El ascenso bajo Merkel
Durante los dieciséis años de Angela Merkel (2005-2021), Alemania consolidó un modelo que parecía inexpugnable. Fue reconocida como “locomotora de Europa” gracias a un crecimiento sostenido, baja desocupación y superávits comerciales persistentes. Ese desempeño descansó en tres pilares interdependientes.
El primero fue la expansión exportadora hacia China. El auge de la urbanización y la industrialización del gigante asiático multiplicó la demanda de automóviles de lujo, maquinaria industrial y productos químicos. En 2016, China superó a Estados Unidos y Francia como principal socio comercial de Alemania. Durante varios años, las exportaciones a ese mercado rondaron los €100.000 millones anuales, equivalentes a cerca del 3% del PIB. El vínculo no se limitó al comercio: las empresas alemanas invirtieron masivamente en territorio chino, estableciendo plantas y joint ventures para acceder a su mercado interno.
El segundo pilar fue la energía barata de Rusia. Alemania apostó durante décadas a la interdependencia energética con Moscú. Con los gasoductos Nord Stream 1 y 2, la dependencia alcanzó niveles inéditos: en 2021, más de la mitad del gas consumido provenía de Rusia. Ese abastecimiento barato sostenía a industrias intensivas en energía —química, siderurgia, papel— y funcionaba como respaldo en la transición hacia energías renovables tras la decisión de abandonar la energía nuclear.
El tercer pilar fue el liderazgo en la Unión Europea. La introducción del euro resultó un factor decisivo: la moneda común impidió que el marco alemán se apreciara, lo que habría reducido la competitividad de las exportaciones. El tipo de cambio se mantuvo en un nivel relativamente bajo para la productividad alemana, beneficiando a su sector industrial. A esto se sumó la ampliación de la Unión hacia Europa Central y del Este, donde países como Polonia, Hungría o Chequia se integraron como proveedores de bajo costo en la cadena de valor alemana.
La combinación de estos tres soportes consolidó un modelo de éxito: Alemania podía exportar con moneda favorable, contar con energía abundante y barata, y apoyarse en un marco europeo que amplificaba su influencia.

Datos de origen
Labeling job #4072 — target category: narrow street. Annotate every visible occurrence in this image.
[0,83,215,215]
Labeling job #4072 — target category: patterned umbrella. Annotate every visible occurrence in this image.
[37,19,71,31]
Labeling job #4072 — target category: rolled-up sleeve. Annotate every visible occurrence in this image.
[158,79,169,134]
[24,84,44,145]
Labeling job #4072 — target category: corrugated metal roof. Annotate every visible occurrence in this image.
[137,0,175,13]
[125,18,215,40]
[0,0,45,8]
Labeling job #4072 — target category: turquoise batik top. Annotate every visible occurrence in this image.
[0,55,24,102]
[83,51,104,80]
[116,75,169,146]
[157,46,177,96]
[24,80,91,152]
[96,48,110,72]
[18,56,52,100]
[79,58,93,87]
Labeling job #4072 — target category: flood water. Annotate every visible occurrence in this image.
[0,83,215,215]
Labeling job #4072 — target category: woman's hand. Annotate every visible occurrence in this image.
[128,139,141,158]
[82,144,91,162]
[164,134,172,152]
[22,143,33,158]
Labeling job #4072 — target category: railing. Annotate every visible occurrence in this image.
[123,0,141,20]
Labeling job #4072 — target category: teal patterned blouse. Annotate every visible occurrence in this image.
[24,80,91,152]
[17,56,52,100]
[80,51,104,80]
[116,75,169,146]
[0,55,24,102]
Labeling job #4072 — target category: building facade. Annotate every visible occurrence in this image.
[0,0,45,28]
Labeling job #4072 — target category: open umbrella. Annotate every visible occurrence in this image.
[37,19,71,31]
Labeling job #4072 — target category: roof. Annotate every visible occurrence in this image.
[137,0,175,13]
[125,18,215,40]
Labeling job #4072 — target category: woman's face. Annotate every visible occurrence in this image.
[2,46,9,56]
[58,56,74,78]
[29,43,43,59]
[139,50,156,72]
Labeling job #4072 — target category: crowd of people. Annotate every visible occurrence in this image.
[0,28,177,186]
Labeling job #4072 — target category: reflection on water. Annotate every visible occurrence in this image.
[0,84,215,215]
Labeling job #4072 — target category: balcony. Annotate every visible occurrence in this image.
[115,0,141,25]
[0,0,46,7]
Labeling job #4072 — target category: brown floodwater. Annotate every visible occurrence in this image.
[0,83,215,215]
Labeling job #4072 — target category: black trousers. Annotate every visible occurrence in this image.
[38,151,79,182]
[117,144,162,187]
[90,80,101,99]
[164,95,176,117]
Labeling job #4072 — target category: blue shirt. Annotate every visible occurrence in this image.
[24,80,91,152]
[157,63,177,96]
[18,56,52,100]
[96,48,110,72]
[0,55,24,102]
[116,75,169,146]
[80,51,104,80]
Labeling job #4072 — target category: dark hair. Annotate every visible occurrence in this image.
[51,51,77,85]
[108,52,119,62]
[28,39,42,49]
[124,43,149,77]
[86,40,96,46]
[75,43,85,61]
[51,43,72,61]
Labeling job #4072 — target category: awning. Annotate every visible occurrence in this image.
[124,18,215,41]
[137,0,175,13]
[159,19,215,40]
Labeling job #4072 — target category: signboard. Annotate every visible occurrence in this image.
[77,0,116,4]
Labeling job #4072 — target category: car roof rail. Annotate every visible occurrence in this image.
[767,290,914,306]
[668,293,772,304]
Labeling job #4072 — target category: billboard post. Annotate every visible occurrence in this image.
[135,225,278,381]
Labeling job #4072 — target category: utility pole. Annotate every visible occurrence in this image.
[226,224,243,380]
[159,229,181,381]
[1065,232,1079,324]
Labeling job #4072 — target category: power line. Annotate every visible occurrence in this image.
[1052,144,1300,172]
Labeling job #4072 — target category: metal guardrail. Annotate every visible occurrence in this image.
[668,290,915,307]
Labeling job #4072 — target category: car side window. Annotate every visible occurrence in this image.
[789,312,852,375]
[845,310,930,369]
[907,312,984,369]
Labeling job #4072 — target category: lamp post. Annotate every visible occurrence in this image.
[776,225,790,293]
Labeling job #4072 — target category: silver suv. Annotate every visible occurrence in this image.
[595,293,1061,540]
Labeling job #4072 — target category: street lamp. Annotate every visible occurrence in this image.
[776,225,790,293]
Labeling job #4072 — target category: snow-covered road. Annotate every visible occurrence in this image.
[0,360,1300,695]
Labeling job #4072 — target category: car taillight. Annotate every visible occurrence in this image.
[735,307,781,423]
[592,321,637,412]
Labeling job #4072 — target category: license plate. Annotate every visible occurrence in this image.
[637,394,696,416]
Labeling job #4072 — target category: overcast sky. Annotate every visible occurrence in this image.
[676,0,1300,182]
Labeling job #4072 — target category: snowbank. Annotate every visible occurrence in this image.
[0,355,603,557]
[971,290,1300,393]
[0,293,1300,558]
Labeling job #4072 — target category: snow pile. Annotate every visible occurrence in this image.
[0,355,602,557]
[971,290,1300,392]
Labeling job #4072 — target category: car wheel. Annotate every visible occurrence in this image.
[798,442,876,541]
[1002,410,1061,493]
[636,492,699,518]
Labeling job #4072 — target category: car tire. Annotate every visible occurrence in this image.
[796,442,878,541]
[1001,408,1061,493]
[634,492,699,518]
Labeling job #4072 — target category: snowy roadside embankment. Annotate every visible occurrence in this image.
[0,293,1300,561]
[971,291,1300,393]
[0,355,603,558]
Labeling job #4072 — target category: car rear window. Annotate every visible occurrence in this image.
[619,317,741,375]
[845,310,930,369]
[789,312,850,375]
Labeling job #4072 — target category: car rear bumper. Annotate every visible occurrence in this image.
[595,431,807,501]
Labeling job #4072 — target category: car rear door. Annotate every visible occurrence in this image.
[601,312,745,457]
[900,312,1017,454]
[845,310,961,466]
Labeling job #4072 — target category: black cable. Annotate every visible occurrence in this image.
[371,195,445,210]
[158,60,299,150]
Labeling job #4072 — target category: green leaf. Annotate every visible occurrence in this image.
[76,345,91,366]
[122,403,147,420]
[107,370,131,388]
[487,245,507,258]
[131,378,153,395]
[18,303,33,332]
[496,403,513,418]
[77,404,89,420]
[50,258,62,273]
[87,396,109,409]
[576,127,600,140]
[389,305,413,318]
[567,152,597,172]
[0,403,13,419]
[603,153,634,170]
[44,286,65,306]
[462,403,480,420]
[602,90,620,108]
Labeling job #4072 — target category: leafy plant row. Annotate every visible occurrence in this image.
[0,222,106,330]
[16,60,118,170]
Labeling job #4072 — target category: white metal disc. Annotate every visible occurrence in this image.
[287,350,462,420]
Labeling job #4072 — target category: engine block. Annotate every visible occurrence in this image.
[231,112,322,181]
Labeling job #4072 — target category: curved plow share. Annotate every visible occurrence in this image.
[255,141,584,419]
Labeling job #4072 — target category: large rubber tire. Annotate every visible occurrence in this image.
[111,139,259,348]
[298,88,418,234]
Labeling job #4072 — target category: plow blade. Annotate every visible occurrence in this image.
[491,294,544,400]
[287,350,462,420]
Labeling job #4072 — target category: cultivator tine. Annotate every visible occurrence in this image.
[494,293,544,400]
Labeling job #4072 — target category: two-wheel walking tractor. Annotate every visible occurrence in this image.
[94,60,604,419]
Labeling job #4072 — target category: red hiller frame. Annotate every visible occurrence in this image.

Ejercicio escrito: Sigue escribiendo el texto sobre el auge económico de Alemania en la época de Merkel, justo después de su última oración.

Respuesta:
Dependencias estratégicas
Ese modelo, sin embargo, implicaba dependencias profundas. Alemania quedó atada a la demanda externa, sobre todo de China, para sostener su crecimiento. Dependió del gas ruso para mantener competitiva a su industria. Y dependió de la cohesión europea para preservar un entorno económico estable.
Mientras el contexto global fue favorable, esas dependencias parecieron virtudes. Pero al cambiar las condiciones, se revelaron como vulnerabilidades.
El resquebrajamiento del modelo
El primer golpe llegó desde China. Lo que durante años fue un cliente voraz, se convirtió en un competidor industrial directo. La rápida expansión del vehículo eléctrico desplazó a los fabricantes alemanes del mercado chino, mientras empresas locales comenzaron a exportar a Europa y América Latina. La maquinaria industrial china también avanzó, restando espacio a las exportaciones germanas. En 2023, Alemania registró un déficit comercial con China cercano a los €60.000 millones, el mayor de su historia.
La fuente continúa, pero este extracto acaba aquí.